**DESCRIPTION OF THE TASK:** From the records below, copy each line in which the string "index" occurs.

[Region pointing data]
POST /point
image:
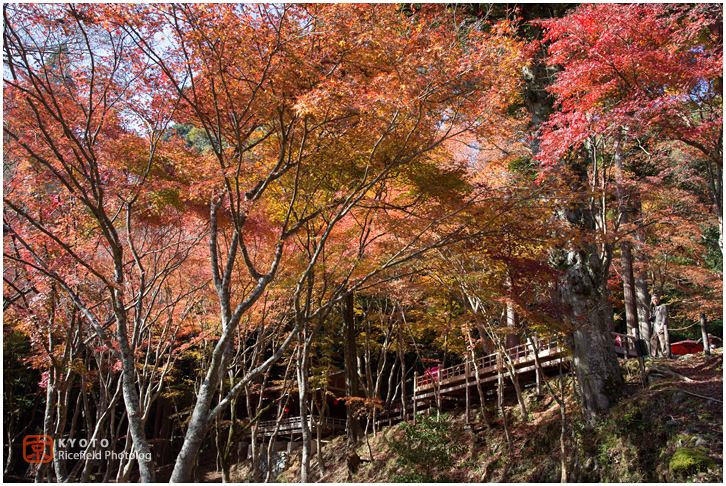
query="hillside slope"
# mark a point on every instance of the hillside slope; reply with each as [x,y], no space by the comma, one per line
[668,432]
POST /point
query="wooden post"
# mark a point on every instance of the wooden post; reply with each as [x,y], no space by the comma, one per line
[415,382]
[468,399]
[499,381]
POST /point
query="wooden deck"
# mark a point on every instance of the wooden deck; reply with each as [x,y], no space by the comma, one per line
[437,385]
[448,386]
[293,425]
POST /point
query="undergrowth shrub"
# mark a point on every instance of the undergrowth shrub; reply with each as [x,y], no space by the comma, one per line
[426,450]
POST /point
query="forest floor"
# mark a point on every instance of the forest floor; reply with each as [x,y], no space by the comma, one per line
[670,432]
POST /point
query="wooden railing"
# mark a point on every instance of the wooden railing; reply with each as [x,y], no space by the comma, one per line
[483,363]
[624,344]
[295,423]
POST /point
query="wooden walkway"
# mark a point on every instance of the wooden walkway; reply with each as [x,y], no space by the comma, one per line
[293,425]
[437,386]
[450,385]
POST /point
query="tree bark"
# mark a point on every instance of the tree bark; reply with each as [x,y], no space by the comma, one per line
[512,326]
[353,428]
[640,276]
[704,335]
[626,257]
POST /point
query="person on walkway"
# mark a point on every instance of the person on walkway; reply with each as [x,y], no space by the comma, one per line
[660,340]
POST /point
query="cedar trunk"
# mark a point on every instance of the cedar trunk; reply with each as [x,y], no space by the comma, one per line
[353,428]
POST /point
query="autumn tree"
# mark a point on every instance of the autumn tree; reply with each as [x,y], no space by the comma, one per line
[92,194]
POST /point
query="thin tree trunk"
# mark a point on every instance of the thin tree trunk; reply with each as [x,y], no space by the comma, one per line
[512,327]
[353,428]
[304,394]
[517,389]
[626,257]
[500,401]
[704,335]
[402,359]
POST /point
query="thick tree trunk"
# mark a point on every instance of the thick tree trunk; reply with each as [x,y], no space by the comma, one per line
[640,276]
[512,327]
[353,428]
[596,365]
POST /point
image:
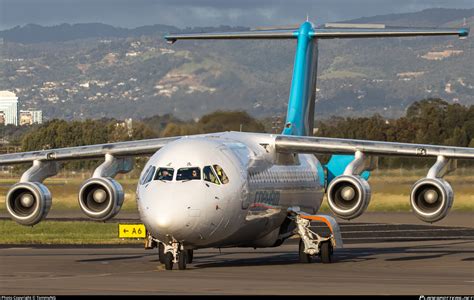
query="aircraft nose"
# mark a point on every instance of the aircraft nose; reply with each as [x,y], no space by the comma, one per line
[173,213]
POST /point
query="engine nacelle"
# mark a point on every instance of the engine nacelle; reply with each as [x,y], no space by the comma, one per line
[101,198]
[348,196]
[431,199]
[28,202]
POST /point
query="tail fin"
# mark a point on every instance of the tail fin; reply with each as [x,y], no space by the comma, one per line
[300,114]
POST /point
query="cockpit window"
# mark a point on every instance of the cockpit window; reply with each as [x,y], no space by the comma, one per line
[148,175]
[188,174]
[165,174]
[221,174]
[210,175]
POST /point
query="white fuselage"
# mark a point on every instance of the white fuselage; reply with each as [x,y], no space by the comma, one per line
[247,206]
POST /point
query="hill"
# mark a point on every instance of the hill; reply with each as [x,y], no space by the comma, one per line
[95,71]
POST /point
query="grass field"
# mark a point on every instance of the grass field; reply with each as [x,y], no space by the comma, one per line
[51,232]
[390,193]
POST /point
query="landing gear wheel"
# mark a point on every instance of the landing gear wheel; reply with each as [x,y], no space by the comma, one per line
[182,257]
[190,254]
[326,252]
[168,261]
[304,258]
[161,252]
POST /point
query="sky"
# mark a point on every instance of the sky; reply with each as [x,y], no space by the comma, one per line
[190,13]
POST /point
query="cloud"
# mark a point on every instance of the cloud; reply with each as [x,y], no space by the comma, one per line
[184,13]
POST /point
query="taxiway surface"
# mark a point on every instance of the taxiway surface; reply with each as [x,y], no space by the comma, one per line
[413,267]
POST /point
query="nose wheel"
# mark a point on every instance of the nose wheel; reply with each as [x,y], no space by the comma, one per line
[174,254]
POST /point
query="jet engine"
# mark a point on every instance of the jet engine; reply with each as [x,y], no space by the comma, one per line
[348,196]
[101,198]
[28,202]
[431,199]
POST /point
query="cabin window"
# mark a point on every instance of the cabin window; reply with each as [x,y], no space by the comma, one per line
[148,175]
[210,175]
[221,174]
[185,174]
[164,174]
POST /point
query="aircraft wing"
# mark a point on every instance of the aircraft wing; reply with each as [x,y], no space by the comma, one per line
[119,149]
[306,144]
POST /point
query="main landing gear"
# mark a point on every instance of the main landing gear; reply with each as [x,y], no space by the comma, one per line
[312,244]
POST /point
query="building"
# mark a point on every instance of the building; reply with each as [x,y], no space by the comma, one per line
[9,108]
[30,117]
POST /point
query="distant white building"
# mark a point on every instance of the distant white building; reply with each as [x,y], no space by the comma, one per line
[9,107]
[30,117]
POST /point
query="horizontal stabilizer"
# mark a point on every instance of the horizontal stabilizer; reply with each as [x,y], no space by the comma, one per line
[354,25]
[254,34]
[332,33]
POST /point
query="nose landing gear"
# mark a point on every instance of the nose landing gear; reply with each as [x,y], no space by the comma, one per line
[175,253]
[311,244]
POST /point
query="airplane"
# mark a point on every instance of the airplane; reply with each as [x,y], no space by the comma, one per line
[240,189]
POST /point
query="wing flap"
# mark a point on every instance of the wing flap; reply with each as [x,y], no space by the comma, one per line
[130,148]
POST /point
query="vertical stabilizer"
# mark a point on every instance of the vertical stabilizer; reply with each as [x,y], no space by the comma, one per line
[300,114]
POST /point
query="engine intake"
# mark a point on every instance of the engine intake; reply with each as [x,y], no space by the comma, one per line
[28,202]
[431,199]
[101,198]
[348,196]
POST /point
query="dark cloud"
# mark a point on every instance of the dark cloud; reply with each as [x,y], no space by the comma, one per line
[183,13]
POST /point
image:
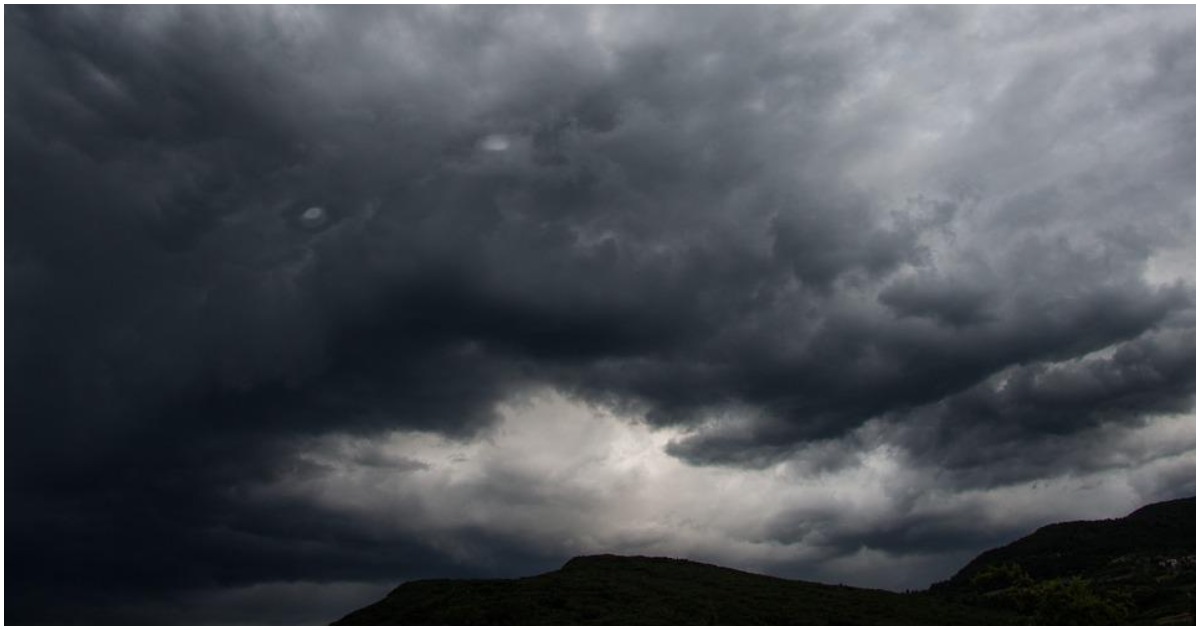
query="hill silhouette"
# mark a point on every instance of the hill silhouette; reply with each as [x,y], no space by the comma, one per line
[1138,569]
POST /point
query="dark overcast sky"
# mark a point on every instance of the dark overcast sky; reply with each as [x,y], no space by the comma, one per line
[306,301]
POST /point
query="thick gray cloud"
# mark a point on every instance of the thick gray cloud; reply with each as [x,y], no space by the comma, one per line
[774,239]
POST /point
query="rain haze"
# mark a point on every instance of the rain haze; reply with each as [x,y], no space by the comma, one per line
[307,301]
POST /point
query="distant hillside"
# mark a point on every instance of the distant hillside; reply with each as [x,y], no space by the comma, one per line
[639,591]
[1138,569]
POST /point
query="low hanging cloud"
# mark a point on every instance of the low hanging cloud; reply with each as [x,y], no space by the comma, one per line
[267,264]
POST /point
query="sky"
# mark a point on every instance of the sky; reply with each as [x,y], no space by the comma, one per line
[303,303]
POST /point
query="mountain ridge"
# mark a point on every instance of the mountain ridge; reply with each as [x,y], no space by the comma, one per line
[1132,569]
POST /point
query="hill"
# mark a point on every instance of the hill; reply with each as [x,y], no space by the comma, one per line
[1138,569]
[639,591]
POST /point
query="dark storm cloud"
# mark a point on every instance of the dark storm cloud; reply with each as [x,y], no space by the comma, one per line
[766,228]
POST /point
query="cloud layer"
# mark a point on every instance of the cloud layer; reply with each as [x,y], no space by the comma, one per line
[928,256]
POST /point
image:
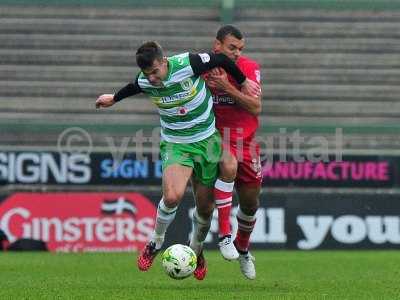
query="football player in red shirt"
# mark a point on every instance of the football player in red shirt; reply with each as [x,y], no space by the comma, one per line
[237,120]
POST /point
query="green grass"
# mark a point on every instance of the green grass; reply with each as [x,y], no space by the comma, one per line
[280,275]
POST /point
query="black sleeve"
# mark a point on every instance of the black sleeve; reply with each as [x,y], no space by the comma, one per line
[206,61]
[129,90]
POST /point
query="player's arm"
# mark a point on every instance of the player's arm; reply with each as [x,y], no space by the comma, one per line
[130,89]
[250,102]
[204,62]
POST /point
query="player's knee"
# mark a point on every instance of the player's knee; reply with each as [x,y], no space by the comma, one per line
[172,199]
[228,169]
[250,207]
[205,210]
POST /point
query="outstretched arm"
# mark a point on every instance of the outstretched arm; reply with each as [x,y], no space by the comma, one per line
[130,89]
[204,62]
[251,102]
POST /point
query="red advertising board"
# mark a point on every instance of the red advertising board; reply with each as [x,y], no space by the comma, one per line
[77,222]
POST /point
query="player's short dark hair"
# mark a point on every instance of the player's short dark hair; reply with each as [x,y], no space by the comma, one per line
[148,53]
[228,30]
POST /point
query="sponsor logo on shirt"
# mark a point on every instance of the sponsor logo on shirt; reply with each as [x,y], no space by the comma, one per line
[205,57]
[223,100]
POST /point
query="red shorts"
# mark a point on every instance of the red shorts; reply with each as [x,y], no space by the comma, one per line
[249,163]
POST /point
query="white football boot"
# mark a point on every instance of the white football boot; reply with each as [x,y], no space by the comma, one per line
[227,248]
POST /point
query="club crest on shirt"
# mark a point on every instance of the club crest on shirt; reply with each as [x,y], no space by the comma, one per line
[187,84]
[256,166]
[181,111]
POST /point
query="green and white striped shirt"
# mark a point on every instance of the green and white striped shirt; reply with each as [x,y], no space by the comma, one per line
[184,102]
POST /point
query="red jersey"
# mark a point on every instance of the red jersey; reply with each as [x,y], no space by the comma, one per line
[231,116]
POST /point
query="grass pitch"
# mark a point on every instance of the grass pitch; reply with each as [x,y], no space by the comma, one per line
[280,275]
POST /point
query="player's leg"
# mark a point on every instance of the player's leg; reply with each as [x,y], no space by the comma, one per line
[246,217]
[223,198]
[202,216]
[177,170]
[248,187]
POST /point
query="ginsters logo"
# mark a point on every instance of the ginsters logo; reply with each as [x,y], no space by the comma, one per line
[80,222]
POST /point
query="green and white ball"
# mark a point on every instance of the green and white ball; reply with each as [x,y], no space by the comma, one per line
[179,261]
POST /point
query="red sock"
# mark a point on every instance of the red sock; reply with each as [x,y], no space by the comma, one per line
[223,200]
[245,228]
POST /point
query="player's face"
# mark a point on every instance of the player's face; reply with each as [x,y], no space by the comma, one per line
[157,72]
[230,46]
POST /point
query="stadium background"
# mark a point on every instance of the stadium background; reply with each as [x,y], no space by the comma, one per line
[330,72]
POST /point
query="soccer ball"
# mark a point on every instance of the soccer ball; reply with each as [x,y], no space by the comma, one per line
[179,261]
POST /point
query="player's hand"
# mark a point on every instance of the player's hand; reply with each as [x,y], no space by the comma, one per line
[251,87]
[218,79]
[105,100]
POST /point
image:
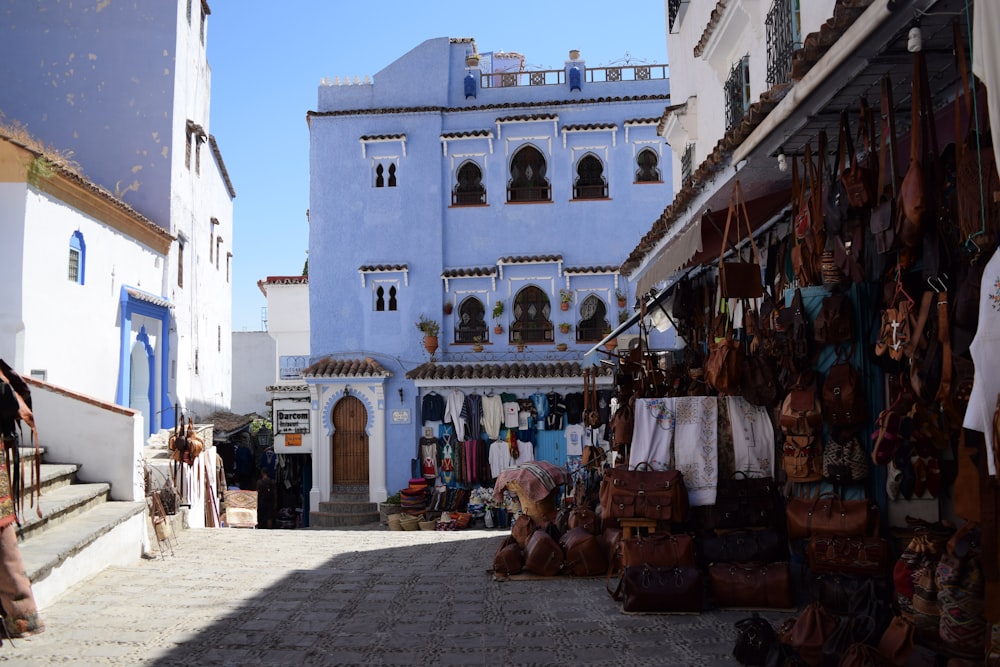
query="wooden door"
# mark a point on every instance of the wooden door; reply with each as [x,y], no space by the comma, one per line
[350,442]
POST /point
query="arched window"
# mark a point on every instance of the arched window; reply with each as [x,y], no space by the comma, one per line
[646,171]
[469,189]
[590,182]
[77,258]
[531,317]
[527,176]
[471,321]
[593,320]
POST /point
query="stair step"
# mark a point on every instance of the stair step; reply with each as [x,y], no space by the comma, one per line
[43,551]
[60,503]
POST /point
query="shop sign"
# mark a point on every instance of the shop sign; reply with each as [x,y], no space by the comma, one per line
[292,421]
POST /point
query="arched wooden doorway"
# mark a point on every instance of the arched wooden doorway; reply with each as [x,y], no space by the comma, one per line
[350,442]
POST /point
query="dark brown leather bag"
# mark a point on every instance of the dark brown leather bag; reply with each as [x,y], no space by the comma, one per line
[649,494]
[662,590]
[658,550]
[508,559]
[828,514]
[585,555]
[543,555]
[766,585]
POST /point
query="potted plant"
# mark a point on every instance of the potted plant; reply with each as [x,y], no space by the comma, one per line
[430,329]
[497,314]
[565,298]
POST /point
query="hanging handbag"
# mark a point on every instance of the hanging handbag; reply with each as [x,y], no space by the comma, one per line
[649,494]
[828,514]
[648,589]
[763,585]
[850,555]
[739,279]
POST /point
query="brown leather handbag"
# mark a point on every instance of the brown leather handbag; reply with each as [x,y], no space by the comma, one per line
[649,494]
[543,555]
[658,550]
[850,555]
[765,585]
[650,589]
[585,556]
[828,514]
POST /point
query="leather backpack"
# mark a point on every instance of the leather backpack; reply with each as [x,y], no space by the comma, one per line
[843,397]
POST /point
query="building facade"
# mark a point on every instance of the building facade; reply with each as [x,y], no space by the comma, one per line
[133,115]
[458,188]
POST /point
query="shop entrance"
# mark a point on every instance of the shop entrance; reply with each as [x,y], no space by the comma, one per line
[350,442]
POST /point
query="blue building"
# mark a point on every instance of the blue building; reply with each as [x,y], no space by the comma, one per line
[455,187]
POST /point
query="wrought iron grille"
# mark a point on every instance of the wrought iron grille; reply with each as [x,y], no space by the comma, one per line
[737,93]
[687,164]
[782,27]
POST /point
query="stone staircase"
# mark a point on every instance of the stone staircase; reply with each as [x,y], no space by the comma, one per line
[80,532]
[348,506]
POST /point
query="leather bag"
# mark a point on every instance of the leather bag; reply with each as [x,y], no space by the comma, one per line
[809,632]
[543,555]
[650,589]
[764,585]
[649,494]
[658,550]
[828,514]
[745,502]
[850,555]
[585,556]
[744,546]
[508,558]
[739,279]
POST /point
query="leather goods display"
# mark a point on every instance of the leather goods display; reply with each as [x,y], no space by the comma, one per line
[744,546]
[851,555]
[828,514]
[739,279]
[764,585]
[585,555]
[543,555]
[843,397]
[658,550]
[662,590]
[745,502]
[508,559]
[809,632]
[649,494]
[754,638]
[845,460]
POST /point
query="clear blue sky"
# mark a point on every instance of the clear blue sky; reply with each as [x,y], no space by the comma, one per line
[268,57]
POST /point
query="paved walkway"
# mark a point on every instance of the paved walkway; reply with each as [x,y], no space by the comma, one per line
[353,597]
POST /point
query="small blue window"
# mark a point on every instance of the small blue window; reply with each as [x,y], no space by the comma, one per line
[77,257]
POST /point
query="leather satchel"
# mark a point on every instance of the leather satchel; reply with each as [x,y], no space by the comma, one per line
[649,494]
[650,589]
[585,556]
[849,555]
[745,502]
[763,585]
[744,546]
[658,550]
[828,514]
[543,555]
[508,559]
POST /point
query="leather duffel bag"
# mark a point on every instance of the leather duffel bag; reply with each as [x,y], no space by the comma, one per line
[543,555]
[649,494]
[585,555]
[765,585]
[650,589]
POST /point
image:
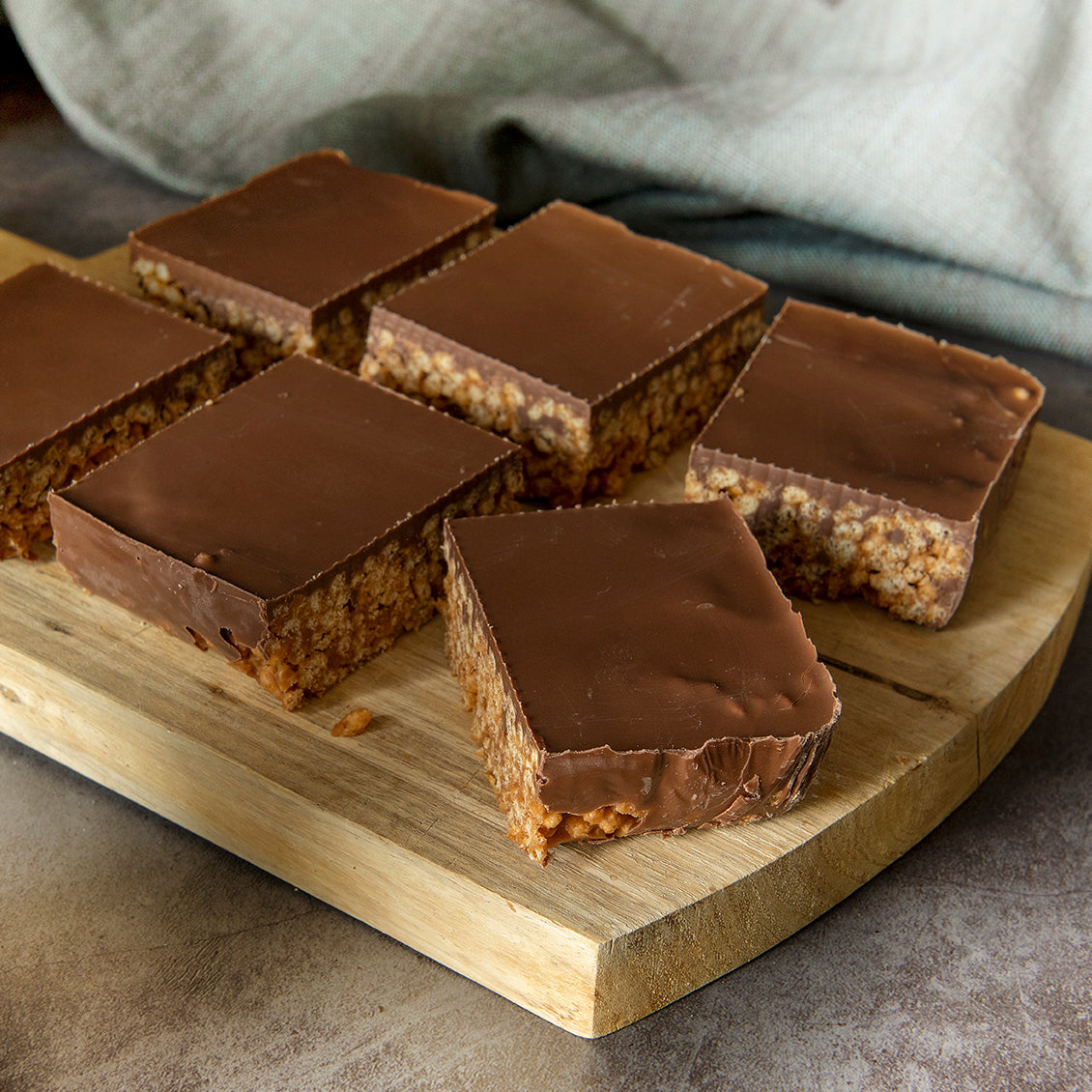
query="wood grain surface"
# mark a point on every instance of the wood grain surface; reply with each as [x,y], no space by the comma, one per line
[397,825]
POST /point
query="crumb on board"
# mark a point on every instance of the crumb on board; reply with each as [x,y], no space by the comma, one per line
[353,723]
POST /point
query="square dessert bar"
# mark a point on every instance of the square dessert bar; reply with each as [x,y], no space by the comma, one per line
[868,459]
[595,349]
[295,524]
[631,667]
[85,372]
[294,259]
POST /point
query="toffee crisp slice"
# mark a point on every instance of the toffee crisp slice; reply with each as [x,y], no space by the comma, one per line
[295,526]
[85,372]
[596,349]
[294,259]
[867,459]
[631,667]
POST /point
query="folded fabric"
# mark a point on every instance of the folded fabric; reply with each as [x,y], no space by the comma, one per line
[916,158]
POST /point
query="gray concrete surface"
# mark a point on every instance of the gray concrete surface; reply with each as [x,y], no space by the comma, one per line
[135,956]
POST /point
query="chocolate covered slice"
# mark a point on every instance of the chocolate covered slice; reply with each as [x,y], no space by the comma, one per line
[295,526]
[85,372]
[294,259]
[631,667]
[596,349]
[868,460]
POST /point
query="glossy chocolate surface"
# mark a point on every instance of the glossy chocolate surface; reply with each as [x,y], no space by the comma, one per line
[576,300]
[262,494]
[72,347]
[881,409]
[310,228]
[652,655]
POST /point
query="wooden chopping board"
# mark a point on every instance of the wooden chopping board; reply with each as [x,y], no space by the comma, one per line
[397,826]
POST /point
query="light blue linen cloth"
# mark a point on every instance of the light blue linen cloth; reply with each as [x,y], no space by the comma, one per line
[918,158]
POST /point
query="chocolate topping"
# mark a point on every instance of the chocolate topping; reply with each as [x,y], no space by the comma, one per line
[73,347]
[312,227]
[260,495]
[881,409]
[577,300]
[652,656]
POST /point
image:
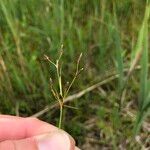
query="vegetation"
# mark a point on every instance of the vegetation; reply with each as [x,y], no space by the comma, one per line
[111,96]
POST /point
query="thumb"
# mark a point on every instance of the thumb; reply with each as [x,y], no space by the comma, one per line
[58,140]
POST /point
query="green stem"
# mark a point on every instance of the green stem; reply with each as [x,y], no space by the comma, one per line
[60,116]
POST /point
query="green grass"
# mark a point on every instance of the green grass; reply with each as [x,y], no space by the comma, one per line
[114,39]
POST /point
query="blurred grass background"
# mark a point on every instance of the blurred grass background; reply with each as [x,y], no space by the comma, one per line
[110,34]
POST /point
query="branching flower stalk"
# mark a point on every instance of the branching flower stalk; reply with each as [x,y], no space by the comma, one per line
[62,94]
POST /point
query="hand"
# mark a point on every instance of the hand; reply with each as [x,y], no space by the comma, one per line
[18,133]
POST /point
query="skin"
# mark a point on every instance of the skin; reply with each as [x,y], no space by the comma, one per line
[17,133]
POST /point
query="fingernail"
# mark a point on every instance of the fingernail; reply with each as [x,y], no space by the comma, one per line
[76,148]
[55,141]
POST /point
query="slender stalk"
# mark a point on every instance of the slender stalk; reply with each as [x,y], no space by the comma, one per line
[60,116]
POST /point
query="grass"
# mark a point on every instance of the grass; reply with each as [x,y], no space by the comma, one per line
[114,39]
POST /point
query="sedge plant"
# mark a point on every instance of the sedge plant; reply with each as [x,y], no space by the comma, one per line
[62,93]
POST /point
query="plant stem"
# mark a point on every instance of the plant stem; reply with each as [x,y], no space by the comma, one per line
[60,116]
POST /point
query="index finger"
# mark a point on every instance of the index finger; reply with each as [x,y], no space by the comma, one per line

**RESULT OF THE EXERCISE:**
query="index finger"
# mark a point on every instance of the index finger; reply with each as [x,y], no space by the comma, one per line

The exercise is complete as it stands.